Document extract =>
"""

Would the reader believe that a developmentally disadvantaged person could write this as a memoir from beginning to end? I couldn't believe that myself. I liked the idea of each event, each scene, being recorded as it was happening, or right after it had happened. Diary? Again, not plausible that—at least in the beginning and at the end—Charlie would sit down and make long journal entries.
I struggled with the narrative strategy for several days, growing more and more frustrated, because I felt I was so close to unlocking the story. Then one morning I awoke with the answer in my mind. As part of the experiment, Charlie would be asked to keep an ongoing record, a progress report.
I had never heard the term before, or read a story or novel in which it had been used. I suspected that I was developing a unique point of view.
Now that I had found Charlie's voice, I knew he would tell it through my fingers on the keys. But how would I handle the sentence structure and spelling? Students in my modified classes provided the model. How would I know how he thought? I would try to remember what it was like to be a child. How would I know his feelings? I would give him my feelings.
When Flaubert was asked how he could have imagined and written of life through the mind of a woman in Madame Bovary, his answer was: "Iam Madame Bovary."
In that sense, I gave Charlie Gordon some of myself, and I became part of that character.
Still, I was worried about opening with the illiterate spelling and short, childish sentence structure. I wondered about the readers reaction. Then I remembered what Mark Twain did in The Adventures of Huckleberry Finn. Before plunging into the vernacular of the uneducated Huck, Twain alerts the reader with the authors educated voice.
The novel opens with a "NOTICE": "Persons attempting to find a motive in this narrative will be prosecuted; persons attempting to find a moral in it will be banished; persons attempting to find a plot in it will be shot.
"BY ORDER OF THE AUTHOR, Per G. G., Chief of Ordnance."
This is followed by an EXPLANATORY:
"In this book a number of dialects are used, to wit: the Missouri Negro dialect, the extremest form of the backwoods Southwestern dialect, the ordinary 'Pike County' dialect, and four modified varieties of this last..." signed "THE AUTHOR"
Only then, after having prepared the reader, does Twain begin the first-person narrative from Huck's point of view and in his voice.

"""

Short exercise 1 => Could you format the records as a Markdown table with the columns Row and Line, starting at the line that contains "If you could point to the refrigerator" and ending at the last line of the records, with blank lines left out?
Short exercise 2 => Can you continue the essay on shaping Charlie's narrative voice from where it stops?

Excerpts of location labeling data
"""

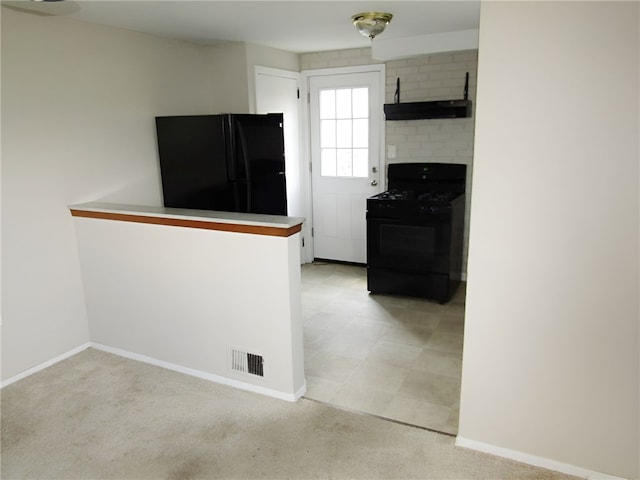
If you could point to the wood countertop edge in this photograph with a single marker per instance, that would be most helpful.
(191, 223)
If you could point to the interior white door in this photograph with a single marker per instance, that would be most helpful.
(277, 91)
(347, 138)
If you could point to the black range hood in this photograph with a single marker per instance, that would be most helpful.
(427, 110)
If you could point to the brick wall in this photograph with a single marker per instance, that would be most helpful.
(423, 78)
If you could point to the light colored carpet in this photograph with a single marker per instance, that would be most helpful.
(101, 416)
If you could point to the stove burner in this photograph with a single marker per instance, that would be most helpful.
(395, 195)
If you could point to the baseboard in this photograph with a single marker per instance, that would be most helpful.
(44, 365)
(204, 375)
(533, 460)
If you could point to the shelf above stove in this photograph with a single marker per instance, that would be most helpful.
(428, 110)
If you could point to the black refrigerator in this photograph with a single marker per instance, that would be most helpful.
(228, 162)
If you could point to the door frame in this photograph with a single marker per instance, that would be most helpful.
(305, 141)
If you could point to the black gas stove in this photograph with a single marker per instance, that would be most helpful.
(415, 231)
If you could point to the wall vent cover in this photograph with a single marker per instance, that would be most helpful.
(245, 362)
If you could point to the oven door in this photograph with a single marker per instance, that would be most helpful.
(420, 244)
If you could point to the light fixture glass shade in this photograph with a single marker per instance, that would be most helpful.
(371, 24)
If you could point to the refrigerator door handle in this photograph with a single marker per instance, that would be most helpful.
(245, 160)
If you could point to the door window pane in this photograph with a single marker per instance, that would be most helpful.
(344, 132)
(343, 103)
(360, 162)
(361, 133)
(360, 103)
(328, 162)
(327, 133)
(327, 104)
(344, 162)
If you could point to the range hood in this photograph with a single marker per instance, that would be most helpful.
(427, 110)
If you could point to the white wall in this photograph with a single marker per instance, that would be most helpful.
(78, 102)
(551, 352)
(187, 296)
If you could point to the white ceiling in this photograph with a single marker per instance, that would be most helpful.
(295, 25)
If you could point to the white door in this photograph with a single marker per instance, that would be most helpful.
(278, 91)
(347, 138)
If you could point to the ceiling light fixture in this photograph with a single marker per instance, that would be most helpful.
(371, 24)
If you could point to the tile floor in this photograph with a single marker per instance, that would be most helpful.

"""

Written response 1 =>
| Row | Line |
|---|---|
| 1 | If you could point to the refrigerator door handle in this photograph with a single marker per instance, that would be most helpful. |
| 2 | (245, 160) |
| 3 | If you could point to the door window pane in this photograph with a single marker per instance, that would be most helpful. |
| 4 | (344, 132) |
| 5 | (343, 103) |
| 6 | (360, 162) |
| 7 | (361, 133) |
| 8 | (360, 103) |
| 9 | (328, 162) |
| 10 | (327, 133) |
| 11 | (327, 104) |
| 12 | (344, 162) |
| 13 | If you could point to the range hood in this photograph with a single marker per instance, that would be most helpful. |
| 14 | (427, 110) |
| 15 | If you could point to the white wall in this photograph with a single marker per instance, that would be most helpful. |
| 16 | (78, 102) |
| 17 | (551, 352) |
| 18 | (187, 296) |
| 19 | If you could point to the white ceiling in this photograph with a single marker per instance, that would be most helpful. |
| 20 | (295, 25) |
| 21 | If you could point to the white door in this photograph with a single marker per instance, that would be most helpful. |
| 22 | (278, 91) |
| 23 | (347, 138) |
| 24 | If you could point to the ceiling light fixture in this photograph with a single marker per instance, that would be most helpful. |
| 25 | (371, 24) |
| 26 | If you could point to the tile floor in this photograph with a single marker per instance, that would be most helpful. |

Written response 2 =>
You don't know about me without you have read a book by the name of The Adventures of Tom Sawyer, but that ain't no matter. That book was made by Mr. Mark Twain and he told the truth, mainly. There was things which he stretched, but mainly he told the truth.
I decided to follow Twain's strategy My original opening—which I later deleted and can no longer find—begins with Alice Kinnian coming to the lab and asking Professor Nemur if he has heard from Charlie. Nemur hands her the manuscript, the first pages of which are written in pencil, pressed so hard she can feel the words raised on the back of the paper.
Only then does Charlie's voice take over as I type:
progris riport 1—martch 5
Dr. Strauss says I shud rite down what I think and evrey thing that happins to me from now on. I dont know why but he says its importint so they will see if they will use me. I hope they use me. Miss Kinnian says maybe they can make me smart. I want to be smart. My name is Charlie Gordon. I am 37 years old and 2 weeks ago was my brithday. I have nuthing more to rite now so I will close for today.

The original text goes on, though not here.